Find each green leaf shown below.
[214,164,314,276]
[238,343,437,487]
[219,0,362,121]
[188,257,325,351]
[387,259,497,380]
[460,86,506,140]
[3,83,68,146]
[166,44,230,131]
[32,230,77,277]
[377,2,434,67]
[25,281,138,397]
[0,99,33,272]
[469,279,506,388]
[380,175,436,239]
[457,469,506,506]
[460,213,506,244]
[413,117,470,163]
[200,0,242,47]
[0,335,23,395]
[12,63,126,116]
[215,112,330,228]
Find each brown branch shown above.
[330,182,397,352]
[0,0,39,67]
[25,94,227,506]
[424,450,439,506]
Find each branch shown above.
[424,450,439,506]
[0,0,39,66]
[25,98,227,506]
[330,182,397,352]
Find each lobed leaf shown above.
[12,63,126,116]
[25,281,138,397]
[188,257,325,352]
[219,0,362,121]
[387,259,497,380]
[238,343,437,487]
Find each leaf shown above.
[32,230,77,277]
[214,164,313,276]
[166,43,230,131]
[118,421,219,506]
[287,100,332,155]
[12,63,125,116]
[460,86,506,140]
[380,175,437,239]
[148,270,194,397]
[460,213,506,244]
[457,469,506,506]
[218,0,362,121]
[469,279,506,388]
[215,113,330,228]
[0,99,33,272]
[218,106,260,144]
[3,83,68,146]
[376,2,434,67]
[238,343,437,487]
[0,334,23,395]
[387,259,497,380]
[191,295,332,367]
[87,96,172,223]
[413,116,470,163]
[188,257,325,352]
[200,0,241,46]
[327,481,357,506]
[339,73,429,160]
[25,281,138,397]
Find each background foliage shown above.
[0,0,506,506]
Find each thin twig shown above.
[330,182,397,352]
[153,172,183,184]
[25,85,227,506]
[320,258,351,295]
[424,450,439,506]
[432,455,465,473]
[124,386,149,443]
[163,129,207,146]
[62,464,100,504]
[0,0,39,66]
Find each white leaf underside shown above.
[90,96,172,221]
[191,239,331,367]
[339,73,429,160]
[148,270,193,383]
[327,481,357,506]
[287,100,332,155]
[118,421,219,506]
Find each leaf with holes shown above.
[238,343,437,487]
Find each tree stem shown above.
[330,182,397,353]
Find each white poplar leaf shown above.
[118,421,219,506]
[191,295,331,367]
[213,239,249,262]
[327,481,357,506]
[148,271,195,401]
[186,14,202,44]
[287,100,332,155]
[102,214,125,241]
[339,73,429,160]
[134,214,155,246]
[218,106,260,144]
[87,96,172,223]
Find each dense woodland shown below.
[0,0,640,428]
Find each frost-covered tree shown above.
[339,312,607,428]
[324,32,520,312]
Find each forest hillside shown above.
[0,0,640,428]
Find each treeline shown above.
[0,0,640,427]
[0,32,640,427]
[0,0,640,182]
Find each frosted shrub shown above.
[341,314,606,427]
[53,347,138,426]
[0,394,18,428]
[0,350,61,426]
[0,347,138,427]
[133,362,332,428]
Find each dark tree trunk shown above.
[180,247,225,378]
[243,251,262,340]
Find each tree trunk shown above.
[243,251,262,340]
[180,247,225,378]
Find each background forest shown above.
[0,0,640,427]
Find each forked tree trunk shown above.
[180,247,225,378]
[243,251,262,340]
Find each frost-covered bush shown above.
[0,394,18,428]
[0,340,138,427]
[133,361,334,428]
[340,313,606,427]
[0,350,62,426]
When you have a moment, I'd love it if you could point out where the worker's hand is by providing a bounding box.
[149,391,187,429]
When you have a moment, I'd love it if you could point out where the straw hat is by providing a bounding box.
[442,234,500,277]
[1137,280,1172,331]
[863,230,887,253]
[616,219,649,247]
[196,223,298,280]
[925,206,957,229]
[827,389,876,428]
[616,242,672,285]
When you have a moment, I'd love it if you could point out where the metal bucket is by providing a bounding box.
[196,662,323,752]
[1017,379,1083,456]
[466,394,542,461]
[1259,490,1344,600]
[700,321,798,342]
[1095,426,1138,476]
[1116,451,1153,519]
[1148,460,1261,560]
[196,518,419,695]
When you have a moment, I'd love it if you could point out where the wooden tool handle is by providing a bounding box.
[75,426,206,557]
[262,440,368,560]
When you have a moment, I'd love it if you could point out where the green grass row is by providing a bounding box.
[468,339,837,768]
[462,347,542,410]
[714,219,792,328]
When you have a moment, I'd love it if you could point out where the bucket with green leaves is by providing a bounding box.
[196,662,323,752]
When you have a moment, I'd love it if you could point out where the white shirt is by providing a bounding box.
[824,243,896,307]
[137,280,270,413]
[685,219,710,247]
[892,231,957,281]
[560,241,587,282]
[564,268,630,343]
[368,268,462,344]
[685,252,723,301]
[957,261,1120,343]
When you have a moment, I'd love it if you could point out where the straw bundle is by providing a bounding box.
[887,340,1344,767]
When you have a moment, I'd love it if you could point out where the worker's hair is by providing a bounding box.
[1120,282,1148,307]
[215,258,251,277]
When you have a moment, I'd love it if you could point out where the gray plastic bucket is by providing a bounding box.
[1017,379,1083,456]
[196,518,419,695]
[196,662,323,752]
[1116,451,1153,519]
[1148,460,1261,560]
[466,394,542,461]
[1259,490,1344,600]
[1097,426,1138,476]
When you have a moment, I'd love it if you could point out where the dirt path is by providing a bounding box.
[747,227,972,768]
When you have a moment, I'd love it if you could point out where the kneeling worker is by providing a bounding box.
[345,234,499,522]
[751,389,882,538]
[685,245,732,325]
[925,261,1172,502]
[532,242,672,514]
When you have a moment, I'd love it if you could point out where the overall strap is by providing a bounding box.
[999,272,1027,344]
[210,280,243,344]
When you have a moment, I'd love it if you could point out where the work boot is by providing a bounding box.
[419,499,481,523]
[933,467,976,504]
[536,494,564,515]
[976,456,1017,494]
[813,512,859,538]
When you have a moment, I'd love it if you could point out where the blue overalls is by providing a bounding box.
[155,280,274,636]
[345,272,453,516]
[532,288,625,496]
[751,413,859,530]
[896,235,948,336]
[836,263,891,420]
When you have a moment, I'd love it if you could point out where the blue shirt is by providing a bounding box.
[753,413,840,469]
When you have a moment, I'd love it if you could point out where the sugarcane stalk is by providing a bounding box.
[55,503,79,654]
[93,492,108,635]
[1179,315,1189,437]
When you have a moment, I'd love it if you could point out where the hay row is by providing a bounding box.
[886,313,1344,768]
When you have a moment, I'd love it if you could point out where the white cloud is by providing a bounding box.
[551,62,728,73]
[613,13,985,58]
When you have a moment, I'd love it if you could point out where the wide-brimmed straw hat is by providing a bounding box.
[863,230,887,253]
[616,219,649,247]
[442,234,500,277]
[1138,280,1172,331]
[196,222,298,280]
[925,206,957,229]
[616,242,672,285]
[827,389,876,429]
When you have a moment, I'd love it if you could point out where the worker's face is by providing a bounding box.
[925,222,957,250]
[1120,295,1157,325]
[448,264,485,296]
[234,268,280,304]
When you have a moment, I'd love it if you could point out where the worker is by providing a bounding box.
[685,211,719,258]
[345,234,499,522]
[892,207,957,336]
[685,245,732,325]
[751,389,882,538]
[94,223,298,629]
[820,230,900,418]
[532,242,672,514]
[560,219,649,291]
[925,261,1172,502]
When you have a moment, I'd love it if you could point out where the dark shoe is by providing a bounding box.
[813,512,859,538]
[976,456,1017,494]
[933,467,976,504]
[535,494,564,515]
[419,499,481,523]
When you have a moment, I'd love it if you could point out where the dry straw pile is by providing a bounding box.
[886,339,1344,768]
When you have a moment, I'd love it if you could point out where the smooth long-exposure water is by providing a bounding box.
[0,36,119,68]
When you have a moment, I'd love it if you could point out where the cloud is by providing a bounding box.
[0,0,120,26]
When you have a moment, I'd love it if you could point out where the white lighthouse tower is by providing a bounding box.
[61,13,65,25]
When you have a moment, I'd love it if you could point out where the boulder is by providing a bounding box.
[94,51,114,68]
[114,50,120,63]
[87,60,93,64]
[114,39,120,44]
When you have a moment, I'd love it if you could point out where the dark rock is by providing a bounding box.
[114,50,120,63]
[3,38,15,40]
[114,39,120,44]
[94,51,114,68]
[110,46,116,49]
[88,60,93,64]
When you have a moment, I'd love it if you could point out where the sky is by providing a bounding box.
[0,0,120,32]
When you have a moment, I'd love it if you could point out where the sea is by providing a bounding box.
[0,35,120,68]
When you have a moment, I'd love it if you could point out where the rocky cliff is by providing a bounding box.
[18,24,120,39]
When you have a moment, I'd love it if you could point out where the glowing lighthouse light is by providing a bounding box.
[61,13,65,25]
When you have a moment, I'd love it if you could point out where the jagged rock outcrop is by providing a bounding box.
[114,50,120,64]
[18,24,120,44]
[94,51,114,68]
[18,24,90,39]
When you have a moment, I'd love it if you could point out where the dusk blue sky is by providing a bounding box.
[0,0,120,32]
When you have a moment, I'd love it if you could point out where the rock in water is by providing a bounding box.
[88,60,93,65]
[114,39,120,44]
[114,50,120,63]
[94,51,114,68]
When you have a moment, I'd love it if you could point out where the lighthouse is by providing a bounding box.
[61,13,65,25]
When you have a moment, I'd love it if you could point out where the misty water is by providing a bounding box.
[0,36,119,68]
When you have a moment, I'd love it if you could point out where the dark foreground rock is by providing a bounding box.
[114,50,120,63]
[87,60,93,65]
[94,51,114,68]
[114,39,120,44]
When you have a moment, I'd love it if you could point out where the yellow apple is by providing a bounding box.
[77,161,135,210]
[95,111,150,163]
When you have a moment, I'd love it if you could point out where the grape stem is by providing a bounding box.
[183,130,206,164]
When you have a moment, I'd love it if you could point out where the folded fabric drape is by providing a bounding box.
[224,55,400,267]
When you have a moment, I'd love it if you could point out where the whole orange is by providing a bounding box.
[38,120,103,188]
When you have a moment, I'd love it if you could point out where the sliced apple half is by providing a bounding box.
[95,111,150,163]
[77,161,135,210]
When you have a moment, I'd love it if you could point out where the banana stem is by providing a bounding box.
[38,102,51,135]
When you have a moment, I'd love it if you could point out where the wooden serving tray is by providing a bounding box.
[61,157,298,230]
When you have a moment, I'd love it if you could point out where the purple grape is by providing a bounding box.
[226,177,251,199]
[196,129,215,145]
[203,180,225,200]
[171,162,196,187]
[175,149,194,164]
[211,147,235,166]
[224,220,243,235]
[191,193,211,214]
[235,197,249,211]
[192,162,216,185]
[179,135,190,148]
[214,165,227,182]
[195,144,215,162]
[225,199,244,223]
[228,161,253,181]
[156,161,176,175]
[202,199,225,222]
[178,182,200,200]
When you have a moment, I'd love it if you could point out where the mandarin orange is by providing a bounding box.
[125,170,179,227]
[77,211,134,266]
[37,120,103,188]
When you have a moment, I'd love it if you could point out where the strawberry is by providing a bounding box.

━━━━

_Work to be completed_
Format the lines between the one holding "path is by providing a bounding box." and the one holding "[210,280,243,344]", inclusive, as a Markdown table with the columns Row and Line. Number each row and skip any blank lines.

_Completed exercise_
| Row | Line |
|---|---|
| 1 | When you have a moment, I'd love it if you could point out where the dirt path is by providing a bounding box. |
| 2 | [747,227,972,768] |
| 3 | When you have a moment, I'd love it if you could point out where the kneeling worker is by providing a bounding box. |
| 4 | [345,234,499,522] |
| 5 | [751,389,882,538] |
| 6 | [685,245,732,325] |
| 7 | [925,261,1172,502] |
| 8 | [532,242,672,514] |
| 9 | When you have a moment, I'd love it if you could point out where the overall strap is by providing a bounding box. |
| 10 | [999,272,1027,344] |
| 11 | [210,280,243,344] |